[[ TASK MATERIAL open ]]

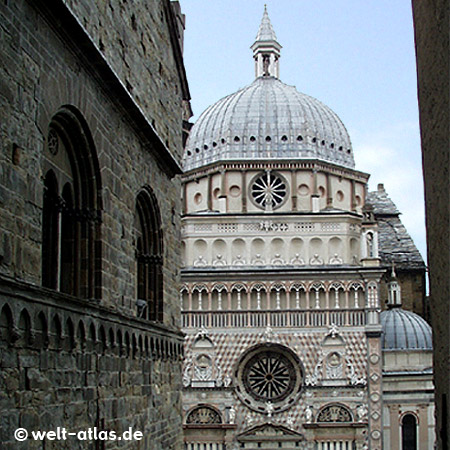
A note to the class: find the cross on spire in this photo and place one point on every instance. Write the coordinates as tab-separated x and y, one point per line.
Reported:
266	49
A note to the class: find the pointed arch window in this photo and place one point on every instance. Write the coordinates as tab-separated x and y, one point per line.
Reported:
409	432
71	213
149	256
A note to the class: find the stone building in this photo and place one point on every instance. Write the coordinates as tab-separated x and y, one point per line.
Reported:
431	30
285	262
94	101
397	248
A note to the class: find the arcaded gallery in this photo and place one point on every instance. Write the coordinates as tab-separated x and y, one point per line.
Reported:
169	284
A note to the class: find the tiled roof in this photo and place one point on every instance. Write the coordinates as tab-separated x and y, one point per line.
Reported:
395	244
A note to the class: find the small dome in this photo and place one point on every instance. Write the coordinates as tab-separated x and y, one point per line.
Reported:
404	330
268	120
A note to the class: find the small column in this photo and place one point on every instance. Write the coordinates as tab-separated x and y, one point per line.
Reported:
315	198
258	299
219	300
294	189
353	194
423	426
223	189
329	191
209	193
244	191
278	301
184	199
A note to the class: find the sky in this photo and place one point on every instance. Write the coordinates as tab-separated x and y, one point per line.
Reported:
356	56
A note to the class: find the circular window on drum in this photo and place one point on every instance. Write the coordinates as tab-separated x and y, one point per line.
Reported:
269	190
271	373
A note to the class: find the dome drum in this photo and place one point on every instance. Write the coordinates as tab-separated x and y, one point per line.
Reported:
268	120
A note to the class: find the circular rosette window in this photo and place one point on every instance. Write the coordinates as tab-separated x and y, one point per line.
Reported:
268	190
269	376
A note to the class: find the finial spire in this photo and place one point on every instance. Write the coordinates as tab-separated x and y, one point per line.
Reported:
266	49
394	290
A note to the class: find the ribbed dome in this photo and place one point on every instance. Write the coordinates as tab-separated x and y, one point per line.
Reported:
268	120
404	330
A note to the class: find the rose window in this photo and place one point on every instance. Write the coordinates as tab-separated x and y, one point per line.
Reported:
269	190
269	374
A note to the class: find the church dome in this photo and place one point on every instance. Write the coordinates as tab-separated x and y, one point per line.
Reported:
404	330
267	120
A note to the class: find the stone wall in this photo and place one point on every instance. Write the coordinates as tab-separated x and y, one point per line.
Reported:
412	284
40	75
66	361
431	25
73	365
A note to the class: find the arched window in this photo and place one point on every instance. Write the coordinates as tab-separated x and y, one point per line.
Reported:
203	415
409	432
71	250
149	256
334	413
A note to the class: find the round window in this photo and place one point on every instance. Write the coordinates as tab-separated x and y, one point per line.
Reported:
269	190
269	374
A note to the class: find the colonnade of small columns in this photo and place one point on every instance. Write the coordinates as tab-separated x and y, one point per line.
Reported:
278	296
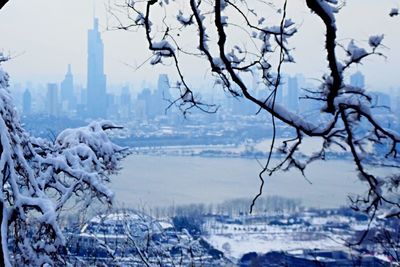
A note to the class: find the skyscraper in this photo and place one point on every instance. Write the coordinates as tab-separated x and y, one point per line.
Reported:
67	87
96	79
52	106
357	80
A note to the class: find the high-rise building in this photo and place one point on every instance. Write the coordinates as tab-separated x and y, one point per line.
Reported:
67	90
26	102
357	80
96	79
52	106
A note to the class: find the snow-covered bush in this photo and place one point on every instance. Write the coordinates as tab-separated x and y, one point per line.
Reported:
40	178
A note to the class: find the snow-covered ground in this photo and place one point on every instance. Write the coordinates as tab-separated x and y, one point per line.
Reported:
317	232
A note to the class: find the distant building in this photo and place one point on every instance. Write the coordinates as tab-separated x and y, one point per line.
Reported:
67	98
125	103
27	102
357	80
96	79
52	105
122	238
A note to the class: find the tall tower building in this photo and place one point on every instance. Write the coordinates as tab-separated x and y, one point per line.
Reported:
96	79
357	80
67	87
52	106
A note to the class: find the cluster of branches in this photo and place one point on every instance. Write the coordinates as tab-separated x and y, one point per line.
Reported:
239	45
41	178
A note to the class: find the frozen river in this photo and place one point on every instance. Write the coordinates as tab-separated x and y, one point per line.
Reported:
148	181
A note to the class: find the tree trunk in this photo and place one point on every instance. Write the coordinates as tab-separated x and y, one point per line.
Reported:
2	263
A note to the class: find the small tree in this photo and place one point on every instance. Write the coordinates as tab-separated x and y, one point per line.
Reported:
40	178
240	42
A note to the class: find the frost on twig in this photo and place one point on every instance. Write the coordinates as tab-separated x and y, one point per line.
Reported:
40	178
347	119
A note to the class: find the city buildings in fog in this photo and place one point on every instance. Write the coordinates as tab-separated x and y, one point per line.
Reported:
52	106
96	79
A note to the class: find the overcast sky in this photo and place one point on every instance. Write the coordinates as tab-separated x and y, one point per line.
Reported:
46	35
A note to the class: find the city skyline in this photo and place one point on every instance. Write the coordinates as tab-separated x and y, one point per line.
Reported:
123	53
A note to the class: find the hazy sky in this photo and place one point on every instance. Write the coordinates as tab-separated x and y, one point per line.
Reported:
46	35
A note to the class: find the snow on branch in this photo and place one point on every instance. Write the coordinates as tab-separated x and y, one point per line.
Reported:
40	177
347	118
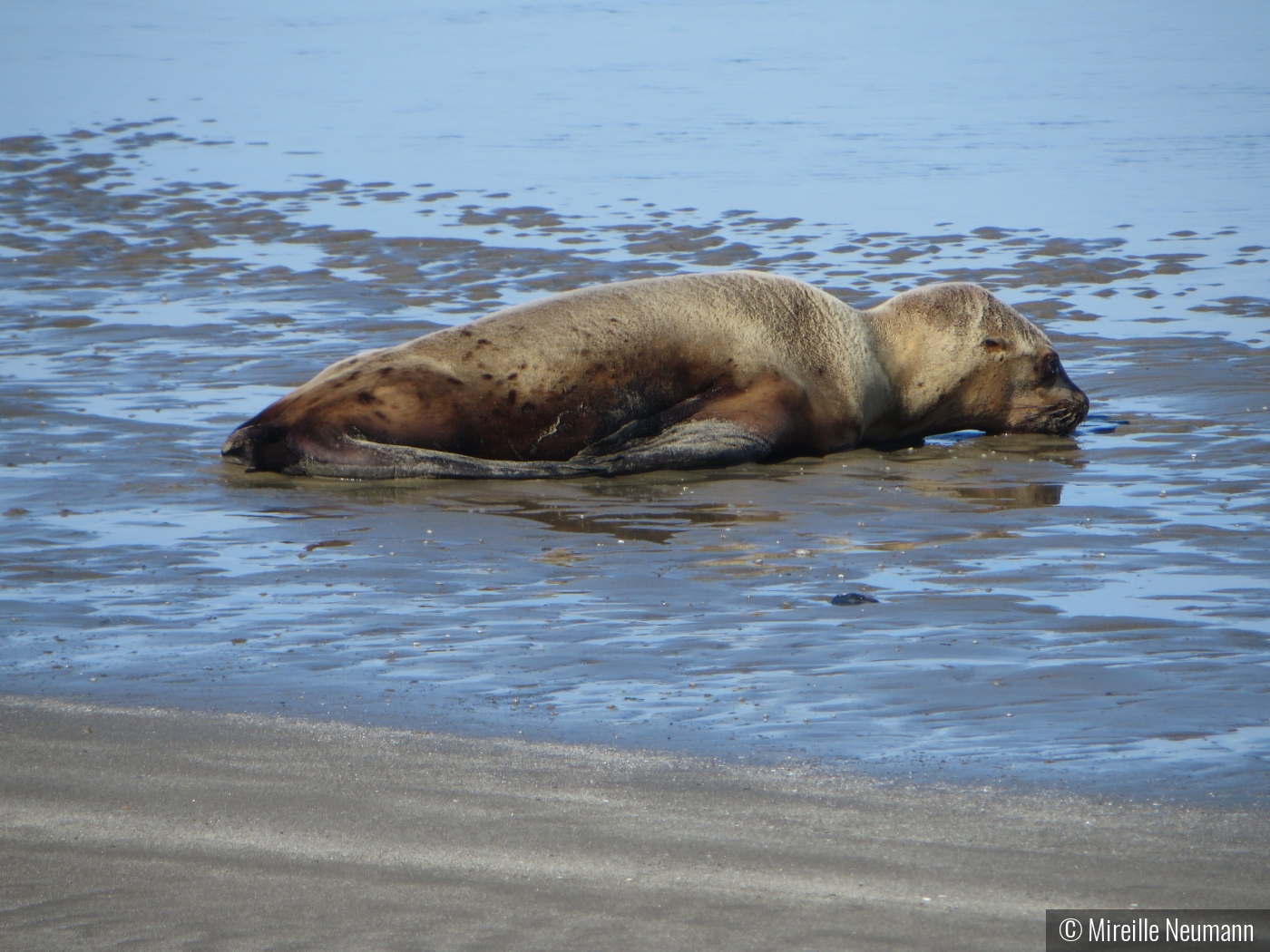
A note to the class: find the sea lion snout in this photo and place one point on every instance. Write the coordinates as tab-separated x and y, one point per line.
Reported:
1053	405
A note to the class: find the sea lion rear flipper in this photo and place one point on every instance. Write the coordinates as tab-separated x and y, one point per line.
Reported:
365	460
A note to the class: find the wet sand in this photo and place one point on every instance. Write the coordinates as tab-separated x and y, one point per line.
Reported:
155	829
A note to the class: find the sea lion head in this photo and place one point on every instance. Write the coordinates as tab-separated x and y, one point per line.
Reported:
964	359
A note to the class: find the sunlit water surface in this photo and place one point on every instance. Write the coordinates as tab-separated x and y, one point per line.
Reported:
1088	612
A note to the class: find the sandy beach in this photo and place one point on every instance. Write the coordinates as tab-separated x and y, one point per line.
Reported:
158	829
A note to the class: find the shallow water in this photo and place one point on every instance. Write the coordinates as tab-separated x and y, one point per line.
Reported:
1089	612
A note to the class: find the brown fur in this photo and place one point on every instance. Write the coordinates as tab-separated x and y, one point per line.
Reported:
700	370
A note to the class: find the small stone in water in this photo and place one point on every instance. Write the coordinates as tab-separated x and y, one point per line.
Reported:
853	598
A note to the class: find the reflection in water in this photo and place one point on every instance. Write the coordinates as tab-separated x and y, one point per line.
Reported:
1028	497
1077	587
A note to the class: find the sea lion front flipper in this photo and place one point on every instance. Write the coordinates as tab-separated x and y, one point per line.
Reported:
692	444
724	427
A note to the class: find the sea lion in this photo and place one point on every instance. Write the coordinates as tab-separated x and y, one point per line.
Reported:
679	372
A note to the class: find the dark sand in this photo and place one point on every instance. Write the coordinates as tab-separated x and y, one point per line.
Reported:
154	829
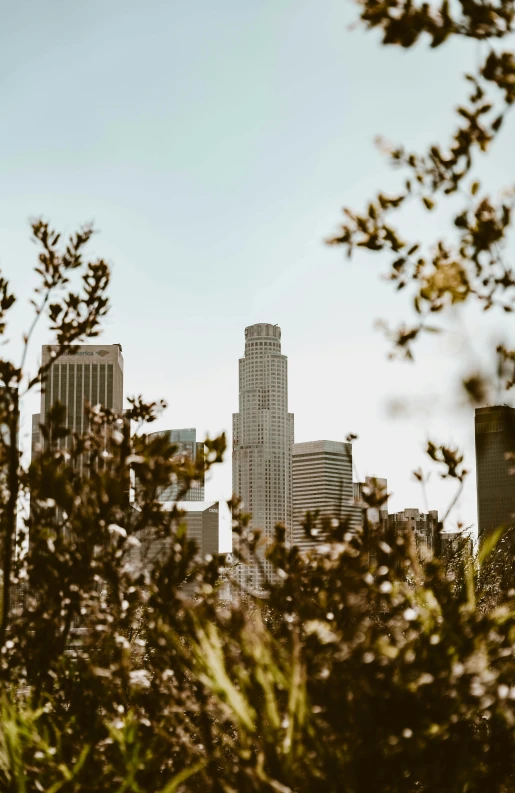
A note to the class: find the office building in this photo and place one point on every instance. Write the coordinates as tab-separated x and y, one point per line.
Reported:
186	442
263	433
87	374
454	541
322	481
423	525
495	467
202	520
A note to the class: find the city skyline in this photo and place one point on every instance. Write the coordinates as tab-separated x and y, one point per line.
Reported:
398	501
214	219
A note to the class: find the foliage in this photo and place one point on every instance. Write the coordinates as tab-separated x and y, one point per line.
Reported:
361	667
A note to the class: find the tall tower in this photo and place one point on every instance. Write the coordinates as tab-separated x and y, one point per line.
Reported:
263	432
495	462
91	373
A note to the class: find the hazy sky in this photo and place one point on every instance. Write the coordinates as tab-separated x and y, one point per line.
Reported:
213	144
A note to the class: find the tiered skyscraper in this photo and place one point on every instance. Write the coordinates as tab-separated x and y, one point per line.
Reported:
263	432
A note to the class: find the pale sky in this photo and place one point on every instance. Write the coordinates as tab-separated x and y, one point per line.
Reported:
213	144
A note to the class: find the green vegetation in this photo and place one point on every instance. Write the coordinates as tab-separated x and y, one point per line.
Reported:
390	675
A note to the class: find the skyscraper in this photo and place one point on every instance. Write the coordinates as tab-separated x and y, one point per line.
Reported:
423	525
322	480
186	441
93	374
495	461
263	432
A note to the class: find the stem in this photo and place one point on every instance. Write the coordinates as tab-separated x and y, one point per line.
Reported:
9	516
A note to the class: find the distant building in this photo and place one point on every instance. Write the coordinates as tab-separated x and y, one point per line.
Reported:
186	442
202	520
322	480
87	374
495	462
454	541
371	499
423	525
263	435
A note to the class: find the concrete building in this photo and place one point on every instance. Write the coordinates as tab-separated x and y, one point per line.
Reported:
263	432
495	462
423	525
322	480
456	542
186	442
91	374
202	520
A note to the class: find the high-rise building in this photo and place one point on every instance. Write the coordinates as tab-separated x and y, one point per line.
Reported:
263	432
88	374
322	480
423	525
495	467
186	442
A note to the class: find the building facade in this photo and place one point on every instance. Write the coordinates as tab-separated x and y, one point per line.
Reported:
423	525
202	521
89	374
263	432
186	442
495	462
322	480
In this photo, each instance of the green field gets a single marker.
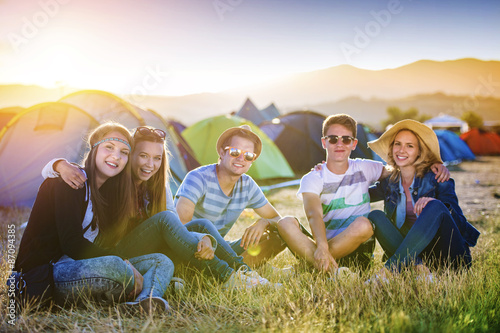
(456, 302)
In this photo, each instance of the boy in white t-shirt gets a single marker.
(336, 199)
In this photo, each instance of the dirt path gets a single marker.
(478, 187)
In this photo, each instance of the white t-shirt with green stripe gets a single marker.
(343, 197)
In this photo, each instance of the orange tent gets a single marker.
(482, 143)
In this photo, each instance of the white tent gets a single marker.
(444, 121)
(31, 139)
(57, 129)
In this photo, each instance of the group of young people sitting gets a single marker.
(114, 231)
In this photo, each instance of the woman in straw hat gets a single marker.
(421, 218)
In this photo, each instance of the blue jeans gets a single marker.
(109, 279)
(165, 233)
(224, 250)
(434, 235)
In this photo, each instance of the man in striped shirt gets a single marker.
(336, 200)
(220, 192)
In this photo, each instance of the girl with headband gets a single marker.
(157, 225)
(78, 230)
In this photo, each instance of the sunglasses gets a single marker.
(333, 139)
(235, 152)
(146, 131)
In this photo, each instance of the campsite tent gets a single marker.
(31, 139)
(250, 112)
(362, 150)
(185, 150)
(202, 137)
(270, 112)
(106, 106)
(444, 121)
(301, 131)
(6, 114)
(453, 149)
(298, 136)
(482, 143)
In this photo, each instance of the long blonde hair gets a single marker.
(112, 203)
(156, 185)
(422, 164)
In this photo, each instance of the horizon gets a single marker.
(166, 48)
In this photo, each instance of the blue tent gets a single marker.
(270, 112)
(250, 112)
(453, 149)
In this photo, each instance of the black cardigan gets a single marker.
(55, 227)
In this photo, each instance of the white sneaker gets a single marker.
(262, 281)
(176, 285)
(148, 305)
(240, 280)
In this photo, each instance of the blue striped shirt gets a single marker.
(201, 186)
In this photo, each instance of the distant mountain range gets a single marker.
(432, 87)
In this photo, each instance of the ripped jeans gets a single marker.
(110, 279)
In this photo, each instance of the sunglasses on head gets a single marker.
(154, 132)
(235, 152)
(333, 139)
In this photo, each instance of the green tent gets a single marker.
(202, 137)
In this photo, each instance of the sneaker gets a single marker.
(149, 305)
(176, 285)
(239, 280)
(262, 281)
(377, 280)
(286, 272)
(428, 278)
(344, 273)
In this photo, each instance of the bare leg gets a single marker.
(301, 245)
(269, 248)
(358, 232)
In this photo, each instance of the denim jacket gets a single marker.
(426, 186)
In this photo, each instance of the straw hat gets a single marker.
(234, 131)
(381, 145)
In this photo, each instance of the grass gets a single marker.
(463, 301)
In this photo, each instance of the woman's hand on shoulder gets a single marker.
(71, 174)
(318, 166)
(420, 204)
(441, 171)
(205, 249)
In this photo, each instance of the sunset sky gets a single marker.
(181, 47)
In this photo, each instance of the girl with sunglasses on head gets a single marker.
(157, 225)
(78, 230)
(422, 218)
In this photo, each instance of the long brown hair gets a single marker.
(112, 203)
(156, 185)
(423, 162)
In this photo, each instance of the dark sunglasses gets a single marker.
(146, 131)
(333, 139)
(235, 152)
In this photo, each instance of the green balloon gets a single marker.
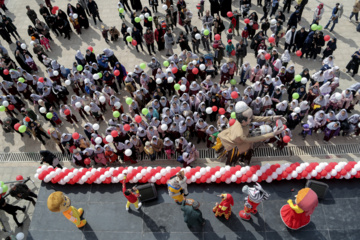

[[ TASK MATERIAL closed ]]

▶ **PROBLEM TO WORK ON**: Search the records for the string "covered" and report each line that has it.

▶ **SOLUTION TO THIS TASK**:
A note to the class: find the snow-covered bush in this photo and place one point on every instance. Write the coordinates as tab-separated x and y, one point per line.
A note to the class: find the snow-covered ground in this photo and place one point on every instance. Write the coordinates as tab-separated x and y, one point per line.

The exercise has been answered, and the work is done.